(Data for processing):
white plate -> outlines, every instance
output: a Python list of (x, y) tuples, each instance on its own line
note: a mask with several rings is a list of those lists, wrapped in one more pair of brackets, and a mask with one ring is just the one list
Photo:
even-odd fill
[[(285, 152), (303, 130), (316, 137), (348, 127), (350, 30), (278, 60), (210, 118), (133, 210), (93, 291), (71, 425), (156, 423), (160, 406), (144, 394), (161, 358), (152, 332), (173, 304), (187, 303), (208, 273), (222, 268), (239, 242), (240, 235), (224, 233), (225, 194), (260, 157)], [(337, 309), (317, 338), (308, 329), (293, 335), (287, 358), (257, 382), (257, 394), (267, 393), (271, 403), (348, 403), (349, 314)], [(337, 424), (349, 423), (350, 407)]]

(About this exercise): When the word "instance" turns up on a line of the material above, copy that line.

(Task solution):
white plate -> outlines, every instance
output: a Python list of (x, y) tuples, each instance on its own line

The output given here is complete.